--- Given information ---

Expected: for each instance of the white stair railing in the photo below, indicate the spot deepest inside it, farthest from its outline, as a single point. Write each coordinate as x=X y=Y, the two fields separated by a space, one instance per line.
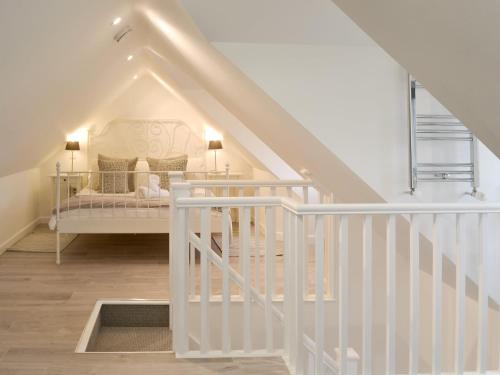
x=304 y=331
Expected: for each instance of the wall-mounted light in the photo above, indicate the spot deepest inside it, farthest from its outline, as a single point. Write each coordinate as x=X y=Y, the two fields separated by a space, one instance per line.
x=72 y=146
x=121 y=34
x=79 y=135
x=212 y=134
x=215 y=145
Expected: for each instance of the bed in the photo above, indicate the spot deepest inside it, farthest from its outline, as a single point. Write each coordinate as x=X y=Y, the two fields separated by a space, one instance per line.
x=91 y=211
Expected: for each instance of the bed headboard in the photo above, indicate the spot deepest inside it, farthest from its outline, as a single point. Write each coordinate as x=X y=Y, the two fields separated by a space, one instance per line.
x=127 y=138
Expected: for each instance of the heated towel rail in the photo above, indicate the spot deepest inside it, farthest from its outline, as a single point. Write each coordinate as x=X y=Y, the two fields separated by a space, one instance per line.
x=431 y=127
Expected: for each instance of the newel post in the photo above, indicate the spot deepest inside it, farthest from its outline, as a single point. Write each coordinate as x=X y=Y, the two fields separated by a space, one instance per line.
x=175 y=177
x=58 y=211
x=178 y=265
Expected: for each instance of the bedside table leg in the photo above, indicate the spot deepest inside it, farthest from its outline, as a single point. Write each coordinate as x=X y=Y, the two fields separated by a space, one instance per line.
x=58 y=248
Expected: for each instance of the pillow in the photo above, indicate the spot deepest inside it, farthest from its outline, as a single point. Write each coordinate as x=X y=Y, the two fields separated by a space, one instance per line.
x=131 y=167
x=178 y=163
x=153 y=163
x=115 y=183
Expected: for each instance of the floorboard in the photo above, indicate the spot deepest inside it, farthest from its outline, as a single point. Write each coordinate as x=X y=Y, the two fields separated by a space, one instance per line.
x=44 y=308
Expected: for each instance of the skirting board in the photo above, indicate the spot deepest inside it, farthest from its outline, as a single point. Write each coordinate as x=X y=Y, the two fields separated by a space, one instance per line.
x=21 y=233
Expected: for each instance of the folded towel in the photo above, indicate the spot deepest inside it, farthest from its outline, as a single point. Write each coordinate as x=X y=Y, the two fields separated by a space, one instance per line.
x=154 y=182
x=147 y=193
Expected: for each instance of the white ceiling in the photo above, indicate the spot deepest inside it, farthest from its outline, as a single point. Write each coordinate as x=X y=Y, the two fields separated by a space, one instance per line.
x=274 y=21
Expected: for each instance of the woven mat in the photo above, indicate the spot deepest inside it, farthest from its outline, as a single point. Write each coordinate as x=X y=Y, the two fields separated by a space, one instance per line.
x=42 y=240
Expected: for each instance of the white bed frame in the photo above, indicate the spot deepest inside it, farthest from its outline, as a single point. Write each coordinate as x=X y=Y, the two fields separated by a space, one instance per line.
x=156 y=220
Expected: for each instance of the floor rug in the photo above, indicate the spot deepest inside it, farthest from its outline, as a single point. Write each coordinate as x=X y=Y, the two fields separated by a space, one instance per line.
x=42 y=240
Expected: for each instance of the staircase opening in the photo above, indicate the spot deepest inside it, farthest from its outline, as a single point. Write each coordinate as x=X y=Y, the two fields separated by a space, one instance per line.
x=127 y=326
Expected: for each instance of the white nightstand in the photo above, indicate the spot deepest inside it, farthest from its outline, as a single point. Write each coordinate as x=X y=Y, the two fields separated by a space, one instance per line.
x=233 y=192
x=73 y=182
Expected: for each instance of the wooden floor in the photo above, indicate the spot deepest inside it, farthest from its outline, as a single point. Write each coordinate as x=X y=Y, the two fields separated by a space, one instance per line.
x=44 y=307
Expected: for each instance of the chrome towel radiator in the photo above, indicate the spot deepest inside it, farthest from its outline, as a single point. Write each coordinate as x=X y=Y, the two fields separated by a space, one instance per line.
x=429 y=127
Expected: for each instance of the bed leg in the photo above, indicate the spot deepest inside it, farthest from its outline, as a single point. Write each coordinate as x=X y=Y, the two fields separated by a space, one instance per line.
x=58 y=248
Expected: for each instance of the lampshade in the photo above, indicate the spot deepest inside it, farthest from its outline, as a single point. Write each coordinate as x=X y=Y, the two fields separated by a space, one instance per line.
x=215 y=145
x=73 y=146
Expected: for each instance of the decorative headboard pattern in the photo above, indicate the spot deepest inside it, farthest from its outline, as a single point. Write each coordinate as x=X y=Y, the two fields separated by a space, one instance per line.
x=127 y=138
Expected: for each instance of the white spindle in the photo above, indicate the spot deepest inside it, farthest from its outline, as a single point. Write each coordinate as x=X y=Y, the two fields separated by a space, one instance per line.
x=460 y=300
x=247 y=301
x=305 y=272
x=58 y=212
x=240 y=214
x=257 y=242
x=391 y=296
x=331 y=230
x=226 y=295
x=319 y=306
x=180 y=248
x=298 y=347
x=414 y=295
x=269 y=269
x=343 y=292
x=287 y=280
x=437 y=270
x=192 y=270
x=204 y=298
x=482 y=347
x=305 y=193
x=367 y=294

---
--- Given information ---

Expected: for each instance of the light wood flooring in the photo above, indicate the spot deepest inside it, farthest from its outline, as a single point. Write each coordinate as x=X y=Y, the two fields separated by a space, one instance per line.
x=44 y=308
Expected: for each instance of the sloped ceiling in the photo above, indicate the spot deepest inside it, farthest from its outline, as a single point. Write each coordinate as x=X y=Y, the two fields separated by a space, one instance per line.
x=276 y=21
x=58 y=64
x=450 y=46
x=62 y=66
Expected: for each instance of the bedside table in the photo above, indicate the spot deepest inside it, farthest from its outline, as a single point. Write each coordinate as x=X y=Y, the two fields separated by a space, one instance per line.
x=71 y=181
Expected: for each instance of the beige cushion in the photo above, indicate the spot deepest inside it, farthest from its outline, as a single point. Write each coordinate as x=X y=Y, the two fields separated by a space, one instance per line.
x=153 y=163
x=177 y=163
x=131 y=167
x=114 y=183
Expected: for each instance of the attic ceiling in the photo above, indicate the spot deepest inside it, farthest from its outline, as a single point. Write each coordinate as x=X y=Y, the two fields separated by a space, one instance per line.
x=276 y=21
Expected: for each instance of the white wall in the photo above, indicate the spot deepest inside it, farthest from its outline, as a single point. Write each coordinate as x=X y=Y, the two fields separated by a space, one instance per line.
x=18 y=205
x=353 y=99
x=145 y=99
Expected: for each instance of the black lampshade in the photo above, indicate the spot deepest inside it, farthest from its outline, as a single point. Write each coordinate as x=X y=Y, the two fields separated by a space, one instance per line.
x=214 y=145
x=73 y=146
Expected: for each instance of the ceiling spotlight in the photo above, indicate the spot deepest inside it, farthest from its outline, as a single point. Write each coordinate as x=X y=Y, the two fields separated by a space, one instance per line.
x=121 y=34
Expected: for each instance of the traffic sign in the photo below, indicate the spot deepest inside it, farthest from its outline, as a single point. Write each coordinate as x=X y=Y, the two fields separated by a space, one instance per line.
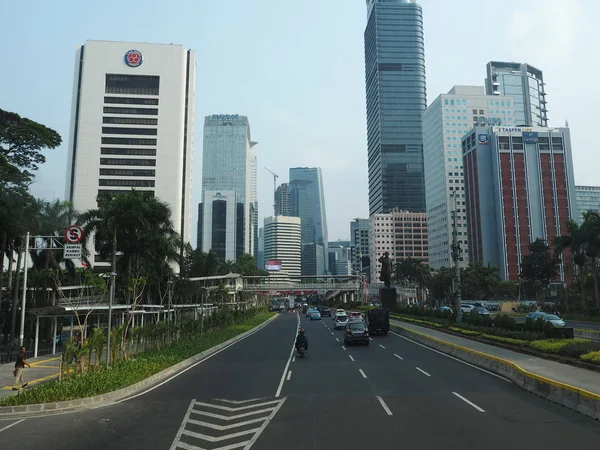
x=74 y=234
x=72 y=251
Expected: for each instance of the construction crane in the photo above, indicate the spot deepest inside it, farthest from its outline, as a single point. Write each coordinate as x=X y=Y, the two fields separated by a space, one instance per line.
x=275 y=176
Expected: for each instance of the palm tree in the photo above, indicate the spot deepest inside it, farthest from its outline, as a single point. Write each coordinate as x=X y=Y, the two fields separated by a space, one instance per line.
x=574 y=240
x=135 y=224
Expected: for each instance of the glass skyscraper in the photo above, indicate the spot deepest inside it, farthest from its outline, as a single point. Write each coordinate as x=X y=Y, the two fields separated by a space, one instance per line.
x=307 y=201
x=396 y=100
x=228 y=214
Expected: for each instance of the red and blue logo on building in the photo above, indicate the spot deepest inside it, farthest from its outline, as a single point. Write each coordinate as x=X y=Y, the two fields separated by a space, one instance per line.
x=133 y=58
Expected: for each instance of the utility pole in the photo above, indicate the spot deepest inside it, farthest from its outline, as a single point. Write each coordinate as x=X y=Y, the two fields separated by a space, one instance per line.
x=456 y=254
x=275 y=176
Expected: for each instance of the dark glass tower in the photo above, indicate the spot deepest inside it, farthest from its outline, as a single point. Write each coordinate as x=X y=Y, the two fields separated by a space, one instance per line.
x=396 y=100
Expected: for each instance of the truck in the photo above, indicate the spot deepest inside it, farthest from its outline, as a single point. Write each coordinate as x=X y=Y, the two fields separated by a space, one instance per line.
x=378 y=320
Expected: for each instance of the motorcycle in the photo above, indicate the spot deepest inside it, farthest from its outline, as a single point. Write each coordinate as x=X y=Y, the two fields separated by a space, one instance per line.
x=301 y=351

---

● What the task asks
Put the stretch of entries from the line containing "Expected: for each instance of the white stair" through the line containing "x=431 y=127" into a Markdown table with the columns Row and Entry line, giving each line its own numbered row and skipping blank lines. Leave out the pictures.

● Solution for this exercise
| Row | Entry line |
|---|---|
| 1 | Expected: for each instance of the white stair railing in the photo below, indicate the spot deepest inside it, farthest from its outline, as a single point. Write each coordinate as x=X y=Y, the two fields separated by a space, one instance per line. |
| 2 | x=304 y=331 |
| 3 | Expected: for each instance of the wall-mounted light in the photo above, indicate the spot deepest inside it, farthest from its outline, as a single point. Write each coordinate as x=X y=Y, the two fields separated by a space, one instance per line. |
| 4 | x=72 y=146 |
| 5 | x=121 y=34 |
| 6 | x=79 y=135 |
| 7 | x=212 y=134 |
| 8 | x=215 y=145 |
| 9 | Expected: for each instance of the bed in the photo above, indicate the spot deepest inside it, farthest from its outline, as a single point. Write each coordinate as x=X y=Y, the two fields separated by a space, one instance per line. |
| 10 | x=91 y=211 |
| 11 | Expected: for each instance of the bed headboard in the photo above, indicate the spot deepest inside it, farthest from its outline, as a single point. Write each coordinate as x=X y=Y, the two fields separated by a space, one instance per line. |
| 12 | x=127 y=138 |
| 13 | Expected: for each instance of the heated towel rail in the photo above, indicate the spot deepest inside it, farthest from its outline, as a single point. Write each coordinate as x=X y=Y, the two fields separated by a space, one instance per line. |
| 14 | x=431 y=127 |